▶ [Task details] Look through the lines below and extract any with the word "that".

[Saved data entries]
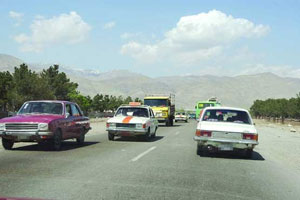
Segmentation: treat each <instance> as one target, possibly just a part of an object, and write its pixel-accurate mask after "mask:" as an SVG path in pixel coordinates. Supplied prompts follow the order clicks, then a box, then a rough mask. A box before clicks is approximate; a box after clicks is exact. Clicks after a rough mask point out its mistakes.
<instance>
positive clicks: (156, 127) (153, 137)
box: [151, 127, 157, 138]
mask: <svg viewBox="0 0 300 200" xmlns="http://www.w3.org/2000/svg"><path fill="white" fill-rule="evenodd" d="M156 131H157V127H156V128H155V131H154V133H153V134H152V135H151V137H152V138H155V137H156Z"/></svg>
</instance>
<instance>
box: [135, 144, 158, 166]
mask: <svg viewBox="0 0 300 200" xmlns="http://www.w3.org/2000/svg"><path fill="white" fill-rule="evenodd" d="M154 149H156V146H153V147H151V148H149V149H148V150H146V151H144V152H143V153H141V154H139V155H138V156H136V157H134V158H132V159H131V161H132V162H135V161H137V160H139V159H140V158H142V157H143V156H145V155H146V154H148V153H149V152H151V151H153V150H154Z"/></svg>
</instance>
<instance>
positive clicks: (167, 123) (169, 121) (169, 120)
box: [166, 118, 170, 126]
mask: <svg viewBox="0 0 300 200" xmlns="http://www.w3.org/2000/svg"><path fill="white" fill-rule="evenodd" d="M166 126H170V120H169V118H168V119H166Z"/></svg>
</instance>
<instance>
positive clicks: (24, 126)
mask: <svg viewBox="0 0 300 200" xmlns="http://www.w3.org/2000/svg"><path fill="white" fill-rule="evenodd" d="M90 129H91V128H90V123H89V118H88V117H85V116H83V113H82V111H81V110H80V108H79V106H78V105H77V104H76V103H72V102H68V101H28V102H25V103H24V104H23V106H22V107H21V109H20V110H19V112H18V113H17V115H16V116H14V117H7V118H3V119H0V137H2V145H3V147H4V149H7V150H9V149H12V147H13V145H14V143H15V142H38V143H39V144H44V143H48V144H51V146H52V147H53V149H54V150H60V148H61V144H62V141H63V140H67V139H73V138H75V139H76V141H77V143H78V144H83V143H84V139H85V134H86V133H87V132H88V131H89V130H90Z"/></svg>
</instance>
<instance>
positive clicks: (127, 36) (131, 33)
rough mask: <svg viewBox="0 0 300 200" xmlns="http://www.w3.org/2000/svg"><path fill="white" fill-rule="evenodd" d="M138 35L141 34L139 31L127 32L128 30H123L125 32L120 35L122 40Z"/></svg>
mask: <svg viewBox="0 0 300 200" xmlns="http://www.w3.org/2000/svg"><path fill="white" fill-rule="evenodd" d="M139 36H141V33H128V32H125V33H122V34H121V36H120V37H121V39H123V40H128V39H130V38H136V37H139Z"/></svg>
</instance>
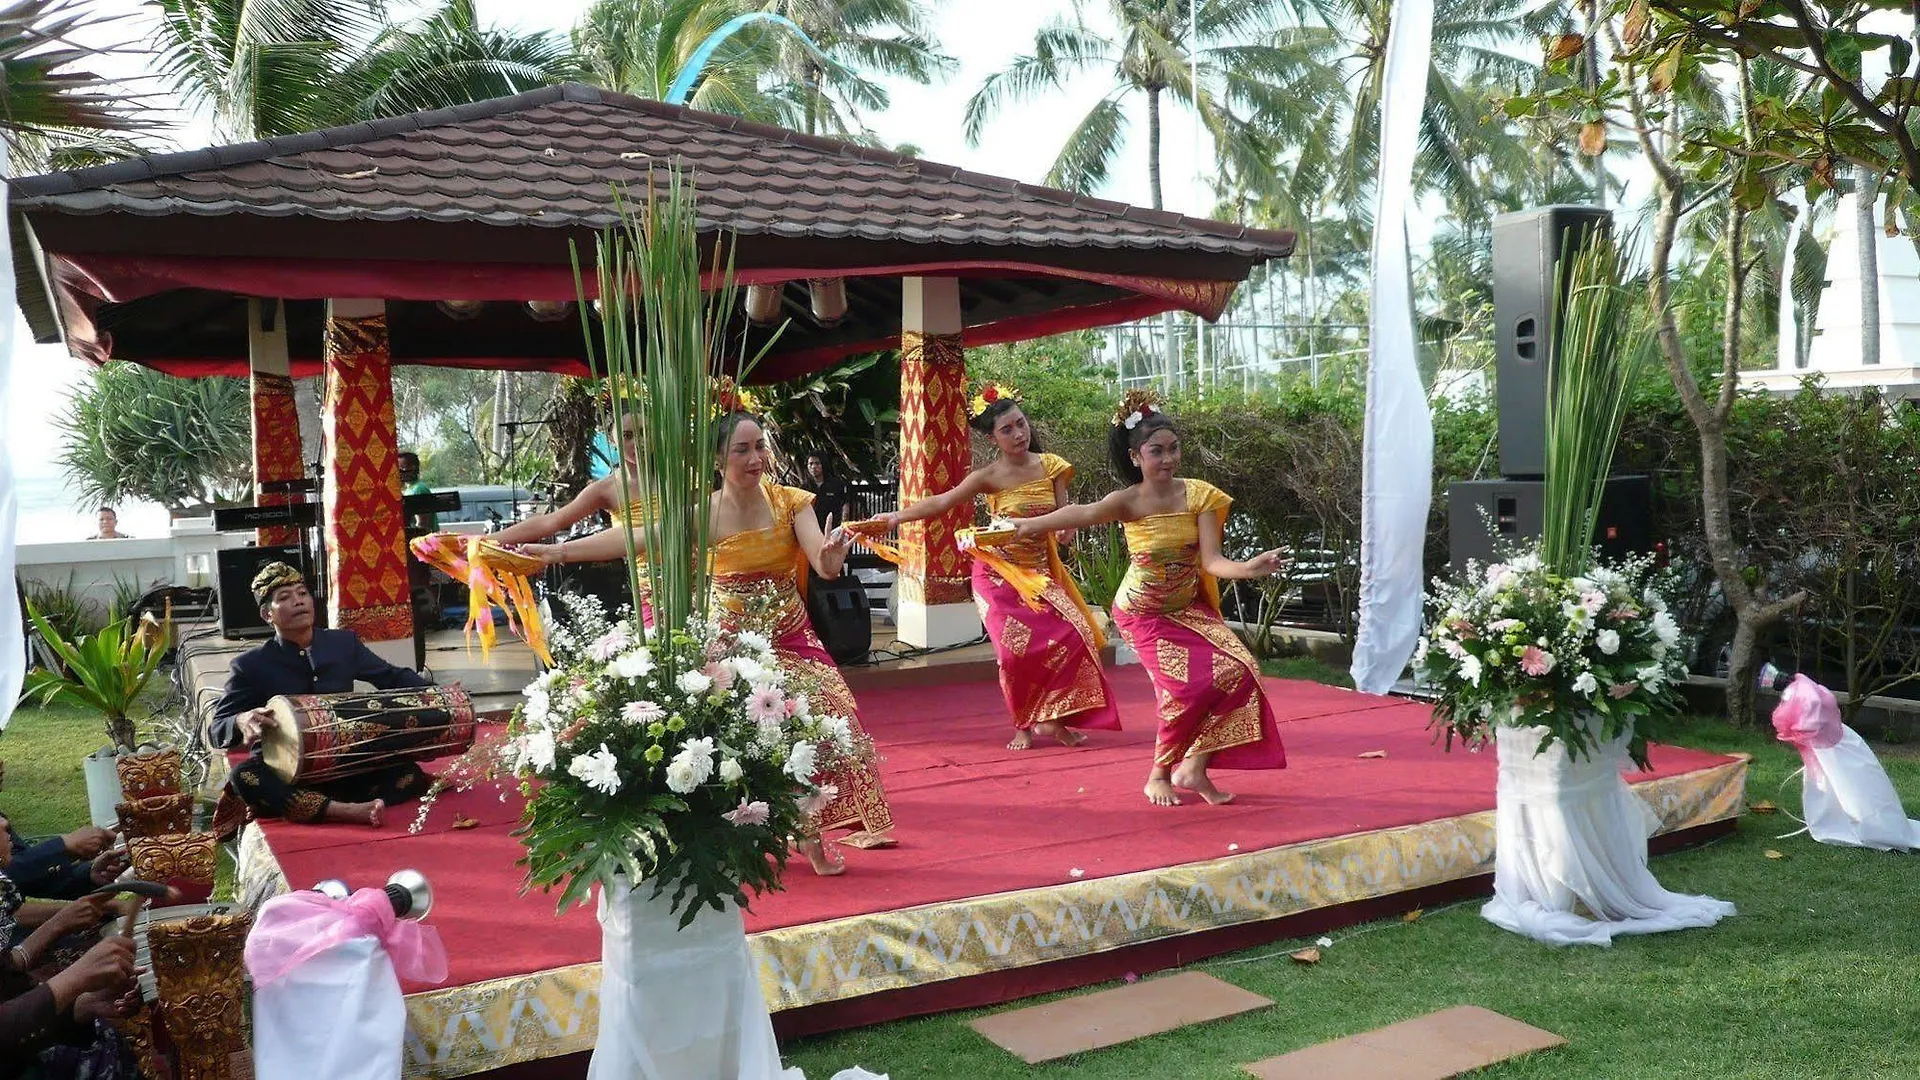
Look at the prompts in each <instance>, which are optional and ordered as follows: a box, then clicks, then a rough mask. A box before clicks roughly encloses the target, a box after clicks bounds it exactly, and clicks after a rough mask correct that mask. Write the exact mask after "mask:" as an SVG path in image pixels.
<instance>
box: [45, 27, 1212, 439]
mask: <svg viewBox="0 0 1920 1080" xmlns="http://www.w3.org/2000/svg"><path fill="white" fill-rule="evenodd" d="M588 2H589V0H476V6H478V10H480V17H482V21H490V23H505V25H515V27H522V29H551V31H561V33H564V31H566V29H568V27H572V23H574V21H576V19H578V15H580V12H584V10H586V8H588ZM96 8H98V10H108V12H117V13H127V15H129V17H127V21H123V23H121V25H117V27H113V37H117V38H119V40H140V38H144V37H146V31H144V29H142V19H144V15H142V13H140V6H138V4H136V2H134V0H96ZM1100 8H1102V6H1089V12H1091V13H1092V15H1100V13H1102V12H1100ZM1058 15H1071V2H1069V0H943V2H939V4H937V17H939V40H941V46H943V48H945V52H947V54H948V56H952V58H954V60H956V61H958V67H956V71H954V75H952V77H950V79H947V81H945V83H941V85H935V86H916V85H912V83H889V90H891V94H893V102H891V106H889V108H887V110H885V111H883V113H876V115H870V117H868V123H870V127H874V131H876V133H879V135H881V136H883V138H885V140H887V142H889V144H902V142H910V144H914V146H918V148H920V154H922V156H924V158H931V160H935V161H945V163H952V165H964V167H970V169H979V171H983V173H996V175H1004V177H1014V179H1020V181H1033V183H1039V181H1041V179H1044V175H1046V169H1048V165H1052V160H1054V154H1056V152H1058V148H1060V144H1062V142H1064V140H1066V136H1068V133H1071V131H1073V125H1075V123H1077V121H1079V117H1081V115H1085V113H1087V110H1089V108H1091V106H1092V104H1094V102H1098V100H1100V96H1102V94H1104V92H1108V88H1110V81H1106V79H1100V77H1087V79H1085V81H1081V83H1077V85H1073V86H1069V90H1068V92H1066V94H1058V96H1052V98H1046V100H1043V102H1039V104H1033V106H1018V108H1010V110H1006V111H1004V113H1002V115H1000V117H998V119H995V121H993V123H991V125H989V129H987V131H985V135H983V138H981V144H979V146H970V144H968V142H966V136H964V135H962V115H964V110H966V100H968V96H970V94H972V92H973V90H975V88H977V86H979V83H981V79H985V77H987V75H989V73H993V71H996V69H1000V67H1004V65H1006V61H1008V60H1010V58H1012V56H1016V54H1020V52H1025V50H1027V48H1029V44H1031V42H1033V33H1035V31H1037V29H1039V27H1041V25H1043V23H1046V21H1048V19H1052V17H1058ZM142 65H144V58H138V56H132V58H109V61H108V63H102V65H98V67H102V71H109V73H113V75H117V77H138V75H142V73H144V69H142ZM140 88H142V90H144V92H159V90H161V86H159V85H157V83H156V81H154V79H146V81H142V86H140ZM1196 127H1198V125H1194V123H1190V119H1188V115H1187V113H1183V111H1179V110H1169V111H1167V113H1165V135H1164V146H1162V161H1164V169H1165V190H1167V208H1169V209H1179V211H1187V213H1204V211H1206V209H1208V192H1206V184H1204V181H1202V177H1200V167H1202V163H1204V161H1206V154H1208V152H1210V146H1208V144H1198V142H1196ZM177 138H179V140H180V142H182V146H204V144H207V142H211V140H213V127H211V123H207V121H205V119H204V117H188V121H186V123H184V125H182V133H180V135H179V136H177ZM1100 194H1102V196H1106V198H1116V200H1121V202H1137V204H1146V202H1150V200H1148V190H1146V135H1144V119H1142V121H1139V129H1137V131H1133V138H1129V142H1127V150H1125V156H1123V160H1121V161H1119V163H1117V165H1116V177H1114V183H1112V184H1110V186H1108V188H1106V190H1102V192H1100ZM15 342H17V346H15V354H13V392H12V394H10V396H8V398H10V400H8V411H10V429H12V442H13V448H15V454H13V465H15V471H17V473H19V475H23V477H54V475H58V471H60V469H58V465H56V463H54V452H52V448H56V446H58V434H56V432H54V427H52V417H54V415H58V413H60V409H61V407H63V404H65V400H67V398H69V394H71V390H73V384H75V380H77V379H81V377H83V375H84V373H83V371H81V365H79V361H73V359H69V357H67V356H65V350H61V348H60V346H35V344H33V338H31V336H29V334H27V327H25V323H19V321H17V323H15ZM29 448H33V452H29Z"/></svg>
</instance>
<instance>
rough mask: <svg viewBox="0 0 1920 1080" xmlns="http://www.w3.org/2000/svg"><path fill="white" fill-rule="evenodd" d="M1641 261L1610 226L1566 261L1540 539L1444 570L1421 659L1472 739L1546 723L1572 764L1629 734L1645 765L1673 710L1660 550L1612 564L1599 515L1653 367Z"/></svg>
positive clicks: (1640, 758) (1673, 646) (1680, 671)
mask: <svg viewBox="0 0 1920 1080" xmlns="http://www.w3.org/2000/svg"><path fill="white" fill-rule="evenodd" d="M1626 261H1628V256H1626V254H1624V252H1622V250H1620V246H1619V244H1617V242H1615V240H1613V234H1611V233H1607V231H1597V233H1594V234H1590V236H1584V242H1580V244H1578V246H1576V250H1572V252H1571V254H1569V258H1563V259H1561V267H1563V279H1561V296H1563V298H1565V300H1563V304H1561V307H1559V309H1557V313H1555V321H1553V325H1555V332H1557V340H1559V348H1557V356H1555V363H1553V367H1551V369H1549V373H1548V419H1546V492H1544V500H1542V523H1540V525H1542V532H1540V542H1538V546H1532V548H1526V550H1521V552H1515V553H1511V555H1509V557H1507V559H1505V561H1501V563H1496V565H1492V567H1480V565H1478V563H1469V565H1467V567H1465V573H1461V575H1459V577H1457V578H1455V580H1446V578H1440V580H1436V582H1434V592H1432V596H1430V598H1428V603H1430V607H1432V611H1434V619H1432V625H1430V626H1428V630H1427V636H1425V638H1421V642H1419V646H1417V651H1415V655H1413V669H1415V676H1417V678H1419V680H1421V682H1425V684H1428V686H1432V688H1434V690H1436V701H1434V726H1436V728H1438V730H1440V734H1442V736H1444V738H1446V744H1448V748H1452V746H1453V740H1455V738H1459V740H1465V742H1467V746H1469V748H1471V749H1476V748H1480V746H1482V744H1486V742H1488V740H1490V738H1492V730H1494V726H1496V724H1511V726H1544V728H1548V736H1546V738H1544V740H1540V749H1542V751H1544V749H1546V748H1548V746H1551V744H1555V742H1559V744H1565V748H1567V753H1569V755H1571V757H1574V759H1578V757H1582V755H1590V753H1594V749H1596V748H1597V746H1601V744H1609V742H1615V740H1619V738H1622V736H1626V738H1628V753H1630V755H1632V757H1634V761H1636V763H1638V765H1642V767H1644V765H1645V721H1647V719H1653V717H1661V715H1668V713H1672V711H1674V709H1676V705H1678V700H1676V696H1674V690H1672V688H1674V684H1676V682H1678V680H1682V678H1686V650H1684V648H1680V625H1678V623H1676V621H1674V617H1672V615H1670V613H1668V607H1667V596H1665V594H1663V582H1661V580H1657V578H1659V575H1655V571H1653V563H1651V559H1645V557H1638V559H1626V561H1622V563H1619V565H1607V563H1605V561H1603V559H1599V557H1597V555H1596V552H1594V523H1596V519H1597V513H1599V500H1601V496H1603V494H1605V486H1607V475H1609V473H1611V469H1613V450H1615V444H1617V442H1619V438H1620V425H1622V423H1624V419H1626V405H1628V398H1630V394H1632V386H1634V382H1636V379H1640V375H1642V371H1644V369H1645V365H1647V350H1645V334H1642V332H1636V331H1638V323H1640V315H1638V311H1640V307H1642V306H1640V304H1638V290H1636V288H1634V286H1632V284H1630V282H1628V281H1626V277H1624V265H1626Z"/></svg>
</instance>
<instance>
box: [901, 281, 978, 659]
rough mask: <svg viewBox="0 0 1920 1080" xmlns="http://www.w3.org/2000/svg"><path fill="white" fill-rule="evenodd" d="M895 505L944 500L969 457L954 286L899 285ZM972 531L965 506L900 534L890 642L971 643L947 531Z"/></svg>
mask: <svg viewBox="0 0 1920 1080" xmlns="http://www.w3.org/2000/svg"><path fill="white" fill-rule="evenodd" d="M900 286H902V311H900V505H908V503H912V502H918V500H924V498H927V496H935V494H939V492H945V490H947V488H950V486H954V484H958V482H960V480H962V479H966V475H968V471H970V469H972V467H973V452H972V444H970V440H968V427H966V354H964V350H962V348H960V281H958V279H952V277H908V279H900ZM972 523H973V507H972V505H958V507H954V509H950V511H947V513H943V515H939V517H929V519H925V521H914V523H908V525H902V527H900V552H902V553H904V555H906V557H904V559H902V565H900V573H899V577H897V578H895V580H897V584H895V623H897V632H899V640H900V642H906V644H908V646H918V648H935V646H952V644H958V642H968V640H973V638H977V636H979V632H981V626H979V613H977V611H975V609H973V588H972V582H970V571H972V567H970V561H968V557H966V555H964V553H962V552H960V548H956V546H954V532H956V530H960V528H966V527H968V525H972Z"/></svg>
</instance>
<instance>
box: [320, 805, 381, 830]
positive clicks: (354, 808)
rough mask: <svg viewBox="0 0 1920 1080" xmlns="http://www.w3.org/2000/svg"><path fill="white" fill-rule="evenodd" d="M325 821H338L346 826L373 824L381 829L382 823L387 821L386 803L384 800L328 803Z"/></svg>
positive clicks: (377, 827) (324, 817)
mask: <svg viewBox="0 0 1920 1080" xmlns="http://www.w3.org/2000/svg"><path fill="white" fill-rule="evenodd" d="M323 821H338V822H344V824H371V826H374V828H380V822H384V821H386V801H382V799H374V801H371V803H342V801H332V803H326V815H324V817H323Z"/></svg>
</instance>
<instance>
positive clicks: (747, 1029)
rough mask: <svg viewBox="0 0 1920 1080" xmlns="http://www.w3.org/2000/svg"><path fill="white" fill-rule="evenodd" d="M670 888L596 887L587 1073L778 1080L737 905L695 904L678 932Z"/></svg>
mask: <svg viewBox="0 0 1920 1080" xmlns="http://www.w3.org/2000/svg"><path fill="white" fill-rule="evenodd" d="M670 896H672V892H666V894H662V896H660V897H653V886H651V884H643V886H639V888H630V890H603V892H601V897H599V920H601V992H599V999H601V1011H599V1042H597V1043H595V1045H593V1063H591V1065H589V1067H588V1080H684V1078H689V1076H730V1078H732V1076H737V1078H739V1080H783V1078H785V1076H787V1072H781V1068H780V1045H778V1043H776V1042H774V1022H772V1019H770V1017H768V1011H766V997H762V995H760V980H758V976H756V972H755V967H753V957H751V955H749V953H747V926H745V922H743V920H741V915H739V909H737V907H732V905H728V909H726V911H714V909H710V907H708V909H703V911H701V913H699V917H695V919H693V922H691V924H689V926H687V928H685V930H682V928H680V917H678V915H674V911H672V905H670V903H668V897H670ZM793 1074H795V1076H797V1074H799V1070H795V1072H793Z"/></svg>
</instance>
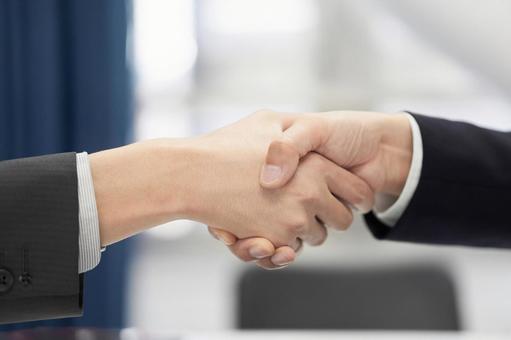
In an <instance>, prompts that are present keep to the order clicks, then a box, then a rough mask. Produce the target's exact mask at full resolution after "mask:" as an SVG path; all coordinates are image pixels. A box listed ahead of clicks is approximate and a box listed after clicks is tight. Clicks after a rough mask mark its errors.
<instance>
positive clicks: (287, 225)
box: [287, 214, 308, 236]
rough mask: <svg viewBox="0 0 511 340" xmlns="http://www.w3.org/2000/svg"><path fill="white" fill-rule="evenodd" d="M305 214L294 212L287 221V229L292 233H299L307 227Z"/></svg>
mask: <svg viewBox="0 0 511 340" xmlns="http://www.w3.org/2000/svg"><path fill="white" fill-rule="evenodd" d="M307 221H308V219H307V216H305V215H300V214H296V216H294V217H293V218H292V219H290V220H289V222H288V223H287V230H288V231H289V232H290V233H291V234H292V235H293V236H295V235H300V234H302V233H303V231H304V230H305V229H306V227H307Z"/></svg>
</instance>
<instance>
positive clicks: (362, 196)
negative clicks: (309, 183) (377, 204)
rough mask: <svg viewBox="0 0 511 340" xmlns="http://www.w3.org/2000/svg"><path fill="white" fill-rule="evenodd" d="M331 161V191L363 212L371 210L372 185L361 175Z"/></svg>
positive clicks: (330, 175) (330, 186) (344, 200)
mask: <svg viewBox="0 0 511 340" xmlns="http://www.w3.org/2000/svg"><path fill="white" fill-rule="evenodd" d="M329 162H330V161H329ZM330 163H331V165H332V166H331V167H330V170H329V172H328V176H327V185H328V189H329V190H330V192H331V193H332V194H334V195H335V196H336V197H337V198H339V199H340V200H341V201H343V202H346V203H348V204H349V205H350V206H352V207H354V208H355V209H357V210H358V211H360V212H362V213H367V212H369V211H371V209H372V208H373V205H374V193H373V190H372V189H371V187H370V186H369V185H368V184H367V183H366V182H365V181H364V180H362V179H361V178H360V177H358V176H356V175H354V174H352V173H351V172H349V171H348V170H346V169H343V168H341V167H339V166H337V165H336V164H335V163H333V162H330Z"/></svg>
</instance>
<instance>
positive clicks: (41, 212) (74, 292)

▶ [Exercise output]
Look at the prompts in each <instance>, which are optional and ordered as follows: a box, then clicks, then a rough mask. A box before clicks roughly encloses the target, a box after clicks bounds it exactly, and clicks after a rough mask correct that mask. Write the exact mask after "mask:" as an SVG path in image pixels.
In an <instance>, prompts that are present keep to the order clicks, then a box, then a rough mask. Produce the target's exact mask at full resolution after "mask:" as an SVG path; all coordinates are image pixels. A box listed ahead of clicks is approximate and a box listed after clicks is tight. Clicks after a rough mask mark its errors.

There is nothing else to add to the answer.